start Selected text
Mailing List Archives
Authenticated access
|
|
|
[Date Prev][Date Next][Thread Prev][Thread Next][Date Index][Thread Index]
[HTCondor-users] Reserving RAM dynamically
- Date: Mon, 16 Nov 2015 12:28:42 +0000
- From: Brian Candler <b.candler@xxxxxxxxx>
- Subject: [HTCondor-users] Reserving RAM dynamically
Outline question: is there a way to dynamically reserve some resource
(in particular RAM) without actually running a job?
Here's the actual scenario. We are using partionable slots. We have a
bunch of jobs which run, where all of them open a very large mmap()
read-only database. This uses X GB of memory, but due to sharing, only
one chunk of X GB is used regardless of how many jobs have that database
open at once.
I'm trying to work out how best to handle this in the condor world.
If we add X to the request_memory of each job, then we run only a
fraction of the number of jobs which ought to be able to run concurrently.
If we don't take account of X at all, and each job just declares its
"other" memory usage, then we end up with out-of-memory conditions when
many instances are running.
end Selected text
start Extracted information
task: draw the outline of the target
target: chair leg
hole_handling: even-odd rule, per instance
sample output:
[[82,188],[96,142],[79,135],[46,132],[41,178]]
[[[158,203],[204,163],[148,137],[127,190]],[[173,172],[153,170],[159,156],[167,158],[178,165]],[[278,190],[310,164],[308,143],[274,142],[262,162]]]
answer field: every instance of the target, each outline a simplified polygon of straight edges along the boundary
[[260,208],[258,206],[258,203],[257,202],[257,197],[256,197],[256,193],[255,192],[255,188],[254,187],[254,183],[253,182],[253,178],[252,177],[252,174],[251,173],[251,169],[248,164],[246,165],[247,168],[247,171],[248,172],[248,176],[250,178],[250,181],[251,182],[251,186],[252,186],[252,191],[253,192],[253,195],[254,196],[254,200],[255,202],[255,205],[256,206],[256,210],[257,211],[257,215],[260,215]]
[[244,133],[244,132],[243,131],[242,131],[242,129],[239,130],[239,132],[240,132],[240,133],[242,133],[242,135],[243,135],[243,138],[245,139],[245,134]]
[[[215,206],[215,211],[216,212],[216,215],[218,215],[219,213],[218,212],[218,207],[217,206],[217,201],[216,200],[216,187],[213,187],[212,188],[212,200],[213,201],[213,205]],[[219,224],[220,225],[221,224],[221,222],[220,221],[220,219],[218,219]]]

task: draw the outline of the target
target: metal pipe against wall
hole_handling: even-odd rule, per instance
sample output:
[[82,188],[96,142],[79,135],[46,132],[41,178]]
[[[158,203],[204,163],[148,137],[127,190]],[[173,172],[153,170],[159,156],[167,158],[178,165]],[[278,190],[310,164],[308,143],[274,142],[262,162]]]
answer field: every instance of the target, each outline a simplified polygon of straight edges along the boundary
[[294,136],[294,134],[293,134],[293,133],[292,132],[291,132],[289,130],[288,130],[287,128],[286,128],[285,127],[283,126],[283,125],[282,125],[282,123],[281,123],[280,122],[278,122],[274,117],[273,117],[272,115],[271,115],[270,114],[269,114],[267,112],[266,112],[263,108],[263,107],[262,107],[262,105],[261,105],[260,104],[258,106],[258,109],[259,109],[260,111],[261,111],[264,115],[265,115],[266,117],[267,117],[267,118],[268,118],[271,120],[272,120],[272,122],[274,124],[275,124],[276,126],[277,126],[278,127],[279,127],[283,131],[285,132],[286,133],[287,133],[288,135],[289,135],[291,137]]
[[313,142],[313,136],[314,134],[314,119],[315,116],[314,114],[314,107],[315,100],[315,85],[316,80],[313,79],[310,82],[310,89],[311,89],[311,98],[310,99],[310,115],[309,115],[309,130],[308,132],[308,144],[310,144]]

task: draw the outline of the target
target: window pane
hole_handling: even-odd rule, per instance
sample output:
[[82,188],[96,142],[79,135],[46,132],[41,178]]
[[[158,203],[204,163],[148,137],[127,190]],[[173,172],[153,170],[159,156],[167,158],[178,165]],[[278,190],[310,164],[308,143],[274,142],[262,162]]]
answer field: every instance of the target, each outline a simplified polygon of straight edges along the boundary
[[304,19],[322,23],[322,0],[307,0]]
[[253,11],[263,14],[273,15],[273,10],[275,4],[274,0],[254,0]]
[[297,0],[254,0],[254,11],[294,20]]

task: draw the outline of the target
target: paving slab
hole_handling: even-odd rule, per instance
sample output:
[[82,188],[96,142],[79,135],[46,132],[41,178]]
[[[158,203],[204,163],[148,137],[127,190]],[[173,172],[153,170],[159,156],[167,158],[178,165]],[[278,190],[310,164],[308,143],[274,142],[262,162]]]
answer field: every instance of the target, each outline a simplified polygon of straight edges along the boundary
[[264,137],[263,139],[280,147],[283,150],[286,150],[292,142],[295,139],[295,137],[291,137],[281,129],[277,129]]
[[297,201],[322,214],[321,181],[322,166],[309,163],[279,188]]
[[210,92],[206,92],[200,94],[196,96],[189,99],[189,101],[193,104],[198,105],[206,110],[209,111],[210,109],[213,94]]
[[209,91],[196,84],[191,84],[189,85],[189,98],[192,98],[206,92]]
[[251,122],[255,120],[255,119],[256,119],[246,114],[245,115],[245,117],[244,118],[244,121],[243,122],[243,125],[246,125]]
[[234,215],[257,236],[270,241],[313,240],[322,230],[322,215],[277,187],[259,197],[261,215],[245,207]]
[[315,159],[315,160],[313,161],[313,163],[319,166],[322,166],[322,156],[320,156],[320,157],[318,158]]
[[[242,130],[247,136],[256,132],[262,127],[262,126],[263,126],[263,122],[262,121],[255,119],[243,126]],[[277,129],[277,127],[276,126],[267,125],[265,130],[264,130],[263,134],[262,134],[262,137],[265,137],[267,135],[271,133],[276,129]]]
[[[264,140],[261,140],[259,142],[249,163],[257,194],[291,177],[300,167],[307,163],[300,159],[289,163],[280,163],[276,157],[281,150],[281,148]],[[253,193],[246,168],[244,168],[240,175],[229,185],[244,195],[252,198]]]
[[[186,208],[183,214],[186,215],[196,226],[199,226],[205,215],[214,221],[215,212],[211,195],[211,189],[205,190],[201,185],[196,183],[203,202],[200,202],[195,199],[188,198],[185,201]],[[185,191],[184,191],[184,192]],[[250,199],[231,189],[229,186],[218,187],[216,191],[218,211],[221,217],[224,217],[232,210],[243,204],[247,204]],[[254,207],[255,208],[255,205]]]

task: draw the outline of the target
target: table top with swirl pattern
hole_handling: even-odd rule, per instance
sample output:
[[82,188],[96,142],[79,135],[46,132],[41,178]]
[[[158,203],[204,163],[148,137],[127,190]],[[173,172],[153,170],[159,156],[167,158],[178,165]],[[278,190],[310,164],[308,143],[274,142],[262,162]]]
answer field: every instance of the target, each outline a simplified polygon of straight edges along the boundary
end Extracted information
[Directions]
1 - List every navigation link given in brackets at the top of the HTCondor mailing list post.
2 - According to the HTCondor mailing list post, what happens if X is added to the request_memory of each job?
Work only from the HTCondor mailing list post, not from the lines.

[Results]
1 - Date Prev, Date Next, Thread Prev, Thread Next, Date Index, Thread Index

2 - Only a fraction of the number of jobs that ought to be able to run concurrently actually run.